Prompt ::
The data is to be reproduced in full and without error.

Material supplied ::
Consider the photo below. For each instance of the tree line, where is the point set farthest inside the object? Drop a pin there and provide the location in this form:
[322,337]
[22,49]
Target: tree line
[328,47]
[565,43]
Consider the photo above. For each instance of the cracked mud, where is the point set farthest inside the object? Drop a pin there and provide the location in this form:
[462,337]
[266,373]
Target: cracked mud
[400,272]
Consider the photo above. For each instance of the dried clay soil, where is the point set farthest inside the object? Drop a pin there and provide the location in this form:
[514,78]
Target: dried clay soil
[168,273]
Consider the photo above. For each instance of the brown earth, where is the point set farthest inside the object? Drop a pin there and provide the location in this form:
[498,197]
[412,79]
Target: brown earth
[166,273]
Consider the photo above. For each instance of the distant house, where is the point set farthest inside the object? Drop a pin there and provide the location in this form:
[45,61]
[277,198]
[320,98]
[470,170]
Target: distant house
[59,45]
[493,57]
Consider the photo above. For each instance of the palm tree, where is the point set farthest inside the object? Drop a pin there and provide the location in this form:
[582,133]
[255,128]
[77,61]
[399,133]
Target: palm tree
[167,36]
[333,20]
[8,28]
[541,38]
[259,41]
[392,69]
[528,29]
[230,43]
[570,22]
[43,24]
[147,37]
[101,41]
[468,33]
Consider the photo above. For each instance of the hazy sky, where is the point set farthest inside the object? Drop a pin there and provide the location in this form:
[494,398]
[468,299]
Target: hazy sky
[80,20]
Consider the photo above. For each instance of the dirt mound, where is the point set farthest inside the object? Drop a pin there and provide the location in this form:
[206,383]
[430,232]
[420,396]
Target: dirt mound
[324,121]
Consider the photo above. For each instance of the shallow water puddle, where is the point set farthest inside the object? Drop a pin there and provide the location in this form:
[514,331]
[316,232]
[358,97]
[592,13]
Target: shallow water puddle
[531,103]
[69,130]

Written reply ::
Consider the photo below. For each instance of the tree line, where is the point set farthest inside the object? Drop a pin there and provide the location in this form:
[322,337]
[22,49]
Target: tree line
[328,47]
[565,43]
Consider the photo above. For each instance of the cracked mud, where is the point set farthest inside the object? Drop a pin there and provide the location in this form:
[462,337]
[266,373]
Target: cracked mud
[400,272]
Consider the photo above. For each instance of the dried clay soil, where is the point set farthest inside the object? Drop a pin there and provide the location in this form:
[514,78]
Target: dried clay soil
[168,273]
Consider the photo above. For each instance of the brown earth, where is the point set farthest inside the object? Drop a pin there and provide the location in this form:
[498,197]
[412,79]
Target: brown earth
[166,273]
Consider the photo above. For each instance of the distant house, where is the point set farthest inside the object? Drop a pin there and provide the location in this form:
[45,61]
[277,198]
[320,98]
[470,170]
Target: distant house
[59,45]
[493,57]
Consider the photo above. For each instance of the palm tree, where is the point set farthest inside the object? Drop a pin there and provide the location in this form:
[582,133]
[255,128]
[77,61]
[399,133]
Target: palm tree
[167,36]
[333,20]
[8,28]
[541,38]
[259,41]
[392,69]
[528,29]
[230,43]
[570,22]
[43,24]
[147,37]
[101,41]
[468,33]
Consider the photo above. For each instance of the hazy sky, where is the point set farthest inside the object? Drop a pin there and provide the location in this form:
[494,398]
[468,299]
Target: hazy sky
[80,20]
Consider the photo above. For each instance of the dirt mound, where is the point set farthest inside the object? Drop a pin there and provide the location in this form:
[206,383]
[430,232]
[420,396]
Target: dirt mound
[324,121]
Consider the photo above. For each instance of the shallow water puddle, where is the point set farthest inside the object? Drop a pin there and provide the location in this form:
[514,331]
[316,232]
[358,97]
[592,13]
Target: shallow water puddle
[531,103]
[69,130]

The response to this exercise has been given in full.